--- Start of Data in this exercise ---

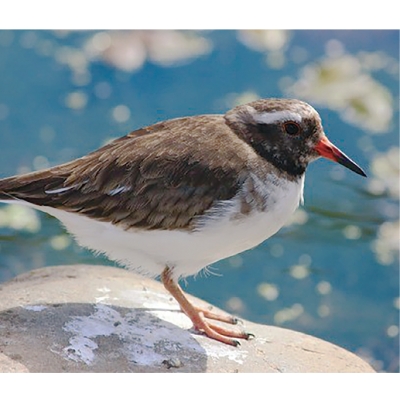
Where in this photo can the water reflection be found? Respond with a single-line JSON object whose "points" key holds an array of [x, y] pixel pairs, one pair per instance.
{"points": [[332, 271]]}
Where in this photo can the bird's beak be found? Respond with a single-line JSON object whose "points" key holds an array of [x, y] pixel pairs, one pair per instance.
{"points": [[326, 149]]}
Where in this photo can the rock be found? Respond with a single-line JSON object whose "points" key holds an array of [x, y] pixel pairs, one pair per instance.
{"points": [[86, 318]]}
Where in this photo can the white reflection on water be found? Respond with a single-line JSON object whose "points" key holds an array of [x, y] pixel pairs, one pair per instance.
{"points": [[343, 82]]}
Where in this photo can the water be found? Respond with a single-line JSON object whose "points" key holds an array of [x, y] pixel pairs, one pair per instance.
{"points": [[333, 272]]}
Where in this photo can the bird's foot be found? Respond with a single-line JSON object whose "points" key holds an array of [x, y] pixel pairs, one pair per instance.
{"points": [[203, 318]]}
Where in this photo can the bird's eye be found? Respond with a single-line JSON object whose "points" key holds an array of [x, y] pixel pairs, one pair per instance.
{"points": [[291, 128]]}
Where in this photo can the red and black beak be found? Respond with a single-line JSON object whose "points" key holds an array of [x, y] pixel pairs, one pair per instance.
{"points": [[326, 149]]}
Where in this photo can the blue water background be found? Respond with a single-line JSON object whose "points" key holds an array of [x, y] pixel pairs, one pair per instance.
{"points": [[334, 272]]}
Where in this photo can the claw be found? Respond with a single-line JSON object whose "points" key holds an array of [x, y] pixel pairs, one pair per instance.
{"points": [[199, 315]]}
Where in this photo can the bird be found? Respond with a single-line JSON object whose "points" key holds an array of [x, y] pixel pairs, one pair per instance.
{"points": [[170, 199]]}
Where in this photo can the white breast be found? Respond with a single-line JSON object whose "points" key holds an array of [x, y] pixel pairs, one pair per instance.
{"points": [[221, 235]]}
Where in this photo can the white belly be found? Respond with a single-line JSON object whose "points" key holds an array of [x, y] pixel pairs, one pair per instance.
{"points": [[148, 252]]}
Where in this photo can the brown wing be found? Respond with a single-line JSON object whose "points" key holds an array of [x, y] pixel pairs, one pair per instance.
{"points": [[159, 177]]}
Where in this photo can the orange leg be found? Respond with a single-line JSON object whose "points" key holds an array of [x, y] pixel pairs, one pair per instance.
{"points": [[199, 316]]}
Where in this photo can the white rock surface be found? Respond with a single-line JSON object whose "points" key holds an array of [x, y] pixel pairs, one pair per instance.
{"points": [[85, 318]]}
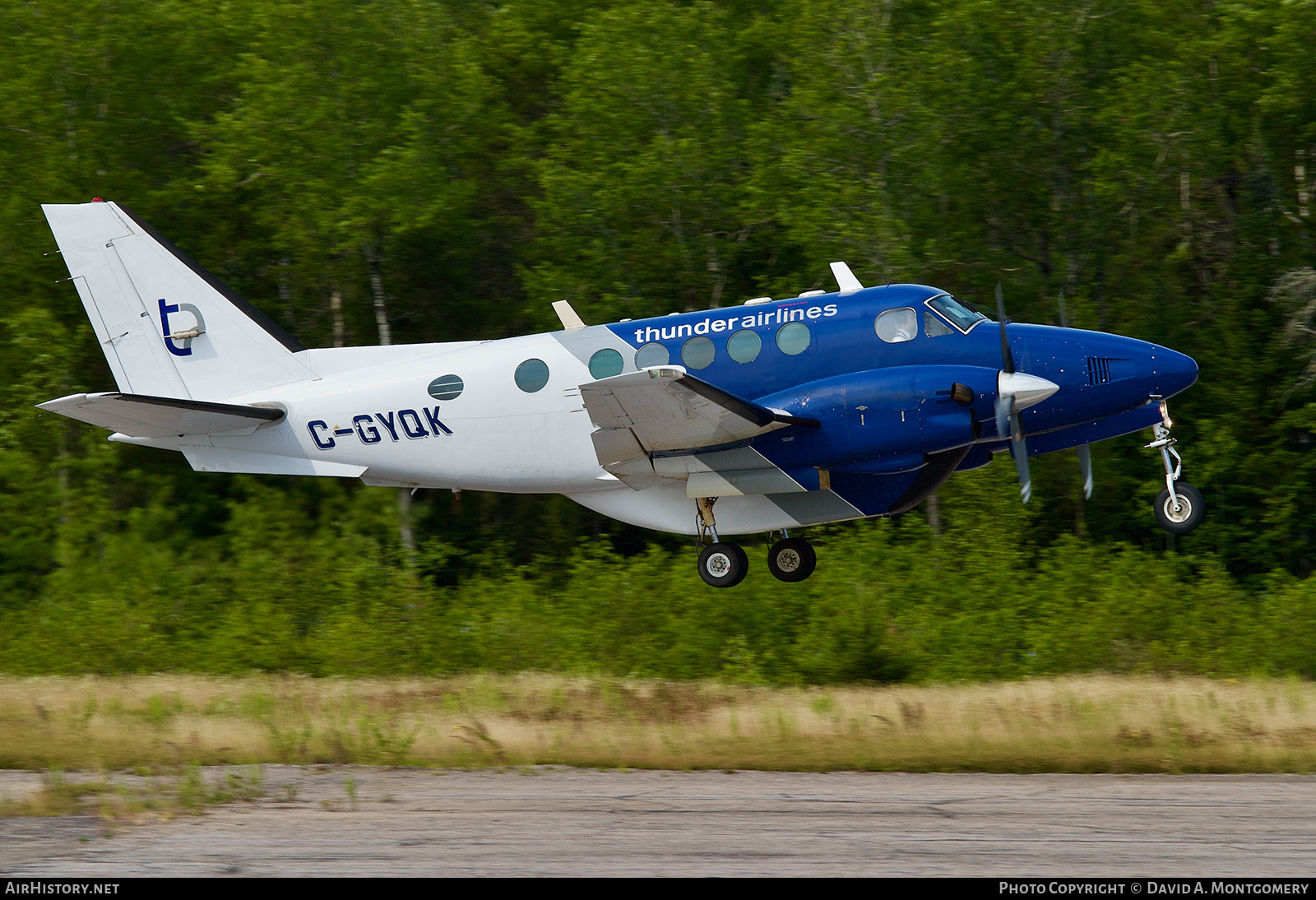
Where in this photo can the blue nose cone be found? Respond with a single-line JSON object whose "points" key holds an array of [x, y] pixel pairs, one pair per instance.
{"points": [[1175, 371]]}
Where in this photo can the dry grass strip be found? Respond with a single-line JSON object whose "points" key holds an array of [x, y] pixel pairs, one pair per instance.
{"points": [[1089, 724]]}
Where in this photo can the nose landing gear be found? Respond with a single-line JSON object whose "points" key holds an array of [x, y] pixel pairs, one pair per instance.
{"points": [[1178, 508]]}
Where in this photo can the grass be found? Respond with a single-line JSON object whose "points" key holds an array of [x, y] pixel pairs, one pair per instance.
{"points": [[1087, 724]]}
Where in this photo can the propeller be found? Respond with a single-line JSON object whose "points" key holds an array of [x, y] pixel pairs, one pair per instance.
{"points": [[1006, 404], [1085, 454], [1015, 392]]}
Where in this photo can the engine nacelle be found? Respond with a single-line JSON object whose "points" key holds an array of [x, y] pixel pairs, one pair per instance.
{"points": [[894, 412]]}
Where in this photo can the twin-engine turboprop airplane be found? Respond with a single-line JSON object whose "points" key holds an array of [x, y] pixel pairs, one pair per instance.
{"points": [[818, 408]]}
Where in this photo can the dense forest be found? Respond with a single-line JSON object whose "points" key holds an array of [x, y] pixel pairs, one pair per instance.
{"points": [[405, 170]]}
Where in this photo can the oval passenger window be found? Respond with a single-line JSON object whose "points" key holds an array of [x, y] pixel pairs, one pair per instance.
{"points": [[793, 338], [447, 387], [605, 364], [897, 325], [697, 353], [743, 346], [651, 355], [532, 375]]}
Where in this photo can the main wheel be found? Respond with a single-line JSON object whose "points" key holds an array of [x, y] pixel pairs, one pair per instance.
{"points": [[791, 559], [723, 564], [1189, 513]]}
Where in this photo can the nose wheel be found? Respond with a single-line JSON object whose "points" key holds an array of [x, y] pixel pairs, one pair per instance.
{"points": [[1179, 508]]}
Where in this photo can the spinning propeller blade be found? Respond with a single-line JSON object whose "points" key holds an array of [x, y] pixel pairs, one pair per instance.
{"points": [[1085, 466], [1008, 386], [1085, 456], [1019, 449]]}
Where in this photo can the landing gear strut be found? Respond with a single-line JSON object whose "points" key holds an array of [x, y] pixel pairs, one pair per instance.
{"points": [[1178, 508], [721, 564]]}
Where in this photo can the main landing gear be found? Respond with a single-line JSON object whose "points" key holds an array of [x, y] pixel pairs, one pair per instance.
{"points": [[1178, 508], [723, 564]]}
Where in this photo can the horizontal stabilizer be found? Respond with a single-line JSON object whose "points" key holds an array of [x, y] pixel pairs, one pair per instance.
{"points": [[217, 459], [141, 416]]}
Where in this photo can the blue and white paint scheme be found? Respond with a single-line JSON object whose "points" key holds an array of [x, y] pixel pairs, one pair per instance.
{"points": [[818, 408]]}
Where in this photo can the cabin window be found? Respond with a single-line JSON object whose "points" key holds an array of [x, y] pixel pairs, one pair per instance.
{"points": [[793, 338], [651, 355], [447, 387], [744, 346], [897, 325], [934, 327], [956, 312], [532, 375], [697, 353], [605, 364]]}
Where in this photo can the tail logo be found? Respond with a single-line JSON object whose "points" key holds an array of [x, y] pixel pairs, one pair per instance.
{"points": [[184, 337]]}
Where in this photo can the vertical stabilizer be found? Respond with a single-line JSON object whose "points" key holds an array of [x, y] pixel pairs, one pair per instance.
{"points": [[168, 327]]}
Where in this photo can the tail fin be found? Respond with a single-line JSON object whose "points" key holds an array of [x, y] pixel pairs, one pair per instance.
{"points": [[168, 327]]}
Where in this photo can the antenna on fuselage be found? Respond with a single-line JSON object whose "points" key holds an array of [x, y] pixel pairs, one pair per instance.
{"points": [[569, 318], [846, 279]]}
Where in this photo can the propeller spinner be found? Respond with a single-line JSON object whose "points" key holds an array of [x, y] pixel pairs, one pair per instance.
{"points": [[1015, 392]]}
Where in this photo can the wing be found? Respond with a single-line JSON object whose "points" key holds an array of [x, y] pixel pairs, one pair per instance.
{"points": [[665, 410], [141, 416]]}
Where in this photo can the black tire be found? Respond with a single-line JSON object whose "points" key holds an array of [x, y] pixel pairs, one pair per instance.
{"points": [[1188, 517], [723, 564], [791, 559]]}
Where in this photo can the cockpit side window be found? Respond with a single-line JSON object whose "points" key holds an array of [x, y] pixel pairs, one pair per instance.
{"points": [[954, 312], [897, 325]]}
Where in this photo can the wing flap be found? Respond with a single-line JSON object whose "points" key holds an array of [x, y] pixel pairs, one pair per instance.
{"points": [[144, 416], [666, 408]]}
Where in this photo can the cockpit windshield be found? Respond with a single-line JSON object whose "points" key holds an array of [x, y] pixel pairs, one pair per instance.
{"points": [[956, 312]]}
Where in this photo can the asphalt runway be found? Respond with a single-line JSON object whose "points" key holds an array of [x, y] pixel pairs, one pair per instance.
{"points": [[556, 821]]}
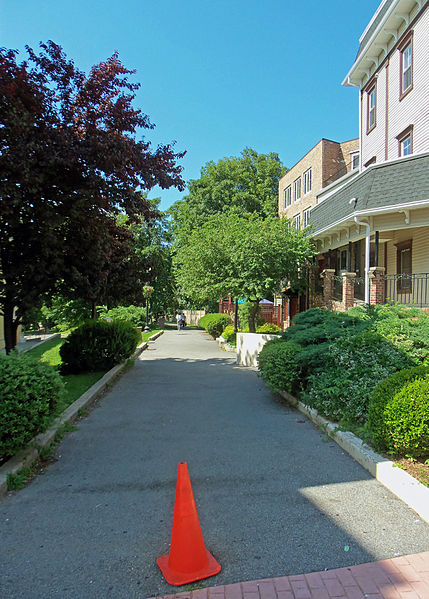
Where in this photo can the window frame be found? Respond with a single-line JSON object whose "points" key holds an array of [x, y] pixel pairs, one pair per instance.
{"points": [[297, 221], [306, 217], [307, 181], [287, 196], [371, 88], [406, 42], [400, 247], [354, 155], [295, 198], [408, 132]]}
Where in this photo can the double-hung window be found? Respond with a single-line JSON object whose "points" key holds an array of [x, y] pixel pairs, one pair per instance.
{"points": [[405, 142], [287, 197], [306, 216], [406, 66], [307, 181], [297, 221], [372, 105], [297, 189]]}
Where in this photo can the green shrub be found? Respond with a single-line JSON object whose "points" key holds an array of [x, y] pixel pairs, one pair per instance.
{"points": [[98, 345], [229, 334], [244, 310], [214, 324], [319, 325], [134, 314], [406, 419], [29, 393], [381, 397], [268, 328], [278, 365], [354, 366]]}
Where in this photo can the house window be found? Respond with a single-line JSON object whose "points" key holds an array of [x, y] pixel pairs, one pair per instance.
{"points": [[354, 161], [372, 101], [404, 266], [307, 181], [405, 142], [306, 216], [297, 221], [297, 189], [287, 197], [372, 160], [406, 66]]}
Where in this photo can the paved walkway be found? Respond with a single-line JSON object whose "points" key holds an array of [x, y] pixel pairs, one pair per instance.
{"points": [[275, 496], [405, 577]]}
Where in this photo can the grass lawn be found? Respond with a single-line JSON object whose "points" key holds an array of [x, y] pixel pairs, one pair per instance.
{"points": [[75, 384]]}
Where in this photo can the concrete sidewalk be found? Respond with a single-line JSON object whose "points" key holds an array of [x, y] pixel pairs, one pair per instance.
{"points": [[275, 496], [405, 577]]}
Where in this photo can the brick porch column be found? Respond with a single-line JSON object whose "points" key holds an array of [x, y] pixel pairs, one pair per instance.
{"points": [[376, 285], [328, 286], [348, 290]]}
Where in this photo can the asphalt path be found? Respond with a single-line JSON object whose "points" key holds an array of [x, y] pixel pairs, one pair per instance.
{"points": [[274, 495]]}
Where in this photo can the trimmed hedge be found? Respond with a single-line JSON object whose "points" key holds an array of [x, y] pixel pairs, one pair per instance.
{"points": [[268, 328], [381, 422], [278, 364], [214, 324], [29, 393], [98, 345]]}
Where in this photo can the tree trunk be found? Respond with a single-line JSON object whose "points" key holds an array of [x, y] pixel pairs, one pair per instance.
{"points": [[10, 327], [252, 315]]}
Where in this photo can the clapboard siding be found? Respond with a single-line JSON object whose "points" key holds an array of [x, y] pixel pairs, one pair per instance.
{"points": [[413, 109], [420, 249]]}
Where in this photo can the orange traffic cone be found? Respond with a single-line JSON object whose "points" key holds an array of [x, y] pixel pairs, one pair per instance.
{"points": [[188, 559]]}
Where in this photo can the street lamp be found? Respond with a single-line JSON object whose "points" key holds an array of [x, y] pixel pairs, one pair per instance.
{"points": [[147, 292]]}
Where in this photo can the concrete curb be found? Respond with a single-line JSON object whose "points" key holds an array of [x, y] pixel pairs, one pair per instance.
{"points": [[402, 484], [31, 453]]}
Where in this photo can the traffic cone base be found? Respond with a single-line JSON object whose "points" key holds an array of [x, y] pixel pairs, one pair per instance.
{"points": [[178, 578]]}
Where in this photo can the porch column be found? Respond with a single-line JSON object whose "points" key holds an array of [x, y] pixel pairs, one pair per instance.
{"points": [[348, 290], [376, 285], [328, 286]]}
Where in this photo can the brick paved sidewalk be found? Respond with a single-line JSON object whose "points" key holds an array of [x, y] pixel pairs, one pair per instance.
{"points": [[405, 577]]}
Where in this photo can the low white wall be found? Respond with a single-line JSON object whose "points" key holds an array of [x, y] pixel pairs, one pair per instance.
{"points": [[193, 316], [248, 347]]}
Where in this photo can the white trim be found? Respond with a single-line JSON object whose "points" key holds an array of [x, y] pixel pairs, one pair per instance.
{"points": [[372, 212]]}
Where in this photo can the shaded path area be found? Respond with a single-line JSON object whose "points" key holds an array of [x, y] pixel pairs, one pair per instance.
{"points": [[275, 496]]}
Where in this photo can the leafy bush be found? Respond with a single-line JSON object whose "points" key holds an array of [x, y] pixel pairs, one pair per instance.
{"points": [[319, 325], [278, 364], [229, 334], [381, 397], [134, 314], [29, 393], [406, 419], [98, 345], [244, 310], [214, 324], [354, 366], [268, 328]]}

--- End of Data in this exercise ---

## What the task requires
What needs duplicating is the run of lines from the one containing "Where in this photo can the white trim" through the last line of the entries above, exact and complete.

## Complete response
Where in this photo can the white trim be found? Respond with a single-line JSON object whose "points" key holds an array of [x, y] pixel pairs, one pair per instance.
{"points": [[372, 212]]}
Where in this photo can the shaded path area be found? Respond with a single-line JSON object whose "points" key holds an array of [x, y] pixel pairs, one pair per instance.
{"points": [[275, 496]]}
Where in this photo can the leafy bush be found? Respond with a single-line JSON object whose "points" key holds an array of [x, y] pixel pairs, one pair per instance.
{"points": [[319, 325], [278, 364], [229, 334], [381, 397], [134, 314], [29, 393], [406, 419], [98, 345], [244, 310], [214, 324], [354, 366], [268, 328]]}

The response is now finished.